Document excerpt ->
★ ★ ★ ★ ★ ★ ★
Over time the letters and e-mails diminished to a trickle and then down to nothing; consequently I had not thought about this circumstance for quite some time.

On November 20, 2014, I got Dave Wilson's appeal on his anti- HERO mailer (I posted on FB about it, with pictures).  Though it was addressed to "The Dorrell Household", and my wife did serve briefly as a GOP precinct chair during the 2000 election, her voting history since that time is the same as mine (DDD for over a decade).  So I thought it both odd and amusingly wasteful that Wilson was casting such a wide net looking for supporters.

About a month after that (Dec 29th), I received a nice letter from Reince Priebus, addressed to me and enclosed with my 2015 RNC membership card and a gracious appeal for continued financial support.  Within the body of the letter there was this phrase:

"That's why I'm concerned that we have not heard from you since 11/16/04. I know how generously you have helped our Party in the past.  We need you on our team if we are going to win in 2015, 2016, and beyond."

Read Dave Carney's article again, and think about Tom DeLay's mission a decade ago regarding a permanent Republican majority.  Scott Braddock has neatly brought it up to the present day for us.  Then take a look again at Jeremy Bird, Battleground Texas, the hits their reputation has taken in the wake of November 2014, and the extensive, assorted, mostly backchannel conversations within the various metropolitan county party's players as they coordinated with BGTX (a term I use loosely here) to turn the tide -- or stem the tide, as was the case in Travis and Dallas County.  You know who you are and what's been said.
★ ★ ★ ★ ★ ★ ★
Exercises to complete ->
**A)** In the political mail excerpt, on what date did the letter from Reince Priebus arrive?
**B)** Shorten the paragraph of the political mail excerpt that begins "On November 20, 2014," keeping its main facts.
**C)** Print the part of the political mail excerpt from "Over time the" up to and including "looking for supporters.".

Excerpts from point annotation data
★ ★ ★ ★ ★ ★ ★
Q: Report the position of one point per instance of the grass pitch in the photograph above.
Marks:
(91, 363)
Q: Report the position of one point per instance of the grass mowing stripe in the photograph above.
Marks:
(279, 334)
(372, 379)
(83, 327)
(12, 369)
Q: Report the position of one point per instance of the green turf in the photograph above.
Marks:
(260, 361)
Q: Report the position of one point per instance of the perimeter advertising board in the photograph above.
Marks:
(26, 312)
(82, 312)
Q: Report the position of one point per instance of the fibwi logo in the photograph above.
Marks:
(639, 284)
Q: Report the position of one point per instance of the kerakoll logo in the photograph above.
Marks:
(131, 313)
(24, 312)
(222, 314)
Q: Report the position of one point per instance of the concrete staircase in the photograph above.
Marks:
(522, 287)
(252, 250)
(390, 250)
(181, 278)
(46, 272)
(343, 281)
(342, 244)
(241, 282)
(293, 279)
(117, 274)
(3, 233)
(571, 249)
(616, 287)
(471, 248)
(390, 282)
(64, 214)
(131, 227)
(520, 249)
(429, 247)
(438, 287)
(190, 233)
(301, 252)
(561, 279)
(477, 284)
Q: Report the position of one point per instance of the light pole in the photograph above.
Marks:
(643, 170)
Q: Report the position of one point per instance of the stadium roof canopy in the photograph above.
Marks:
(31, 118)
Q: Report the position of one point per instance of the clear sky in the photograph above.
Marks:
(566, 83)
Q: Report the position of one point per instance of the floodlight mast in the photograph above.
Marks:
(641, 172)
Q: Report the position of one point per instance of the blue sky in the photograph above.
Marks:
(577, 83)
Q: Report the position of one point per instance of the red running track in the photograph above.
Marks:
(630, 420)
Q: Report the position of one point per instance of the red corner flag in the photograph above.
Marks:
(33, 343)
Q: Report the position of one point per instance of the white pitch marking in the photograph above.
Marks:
★ ★ ★ ★ ★ ★ ★
Expected answers ->
**A)** December 29th.

**B)** On November 20, 2014, I received Dave Wilson's anti-HERO mailer and posted about it on FB with pictures. It was addressed to "The Dorrell Household." My wife briefly served as a GOP precinct chair during the 2000 election, but since then her voting history has matched mine: DDD for over a decade. I found it odd and amusingly wasteful that Wilson was casting such a wide net for supporters.

**C)**
Over time the letters and e-mails diminished to a trickle and then down to nothing; consequently I had not thought about this circumstance for quite some time.

On November 20, 2014, I got Dave Wilson's appeal on his anti- HERO mailer (I posted on FB about it, with pictures).  Though it was addressed to "The Dorrell Household", and my wife did serve briefly as a GOP precinct chair during the 2000 election, her voting history since that time is the same as mine (DDD for over a decade).  So I thought it both odd and amusingly wasteful that Wilson was casting such a wide net looking for supporters.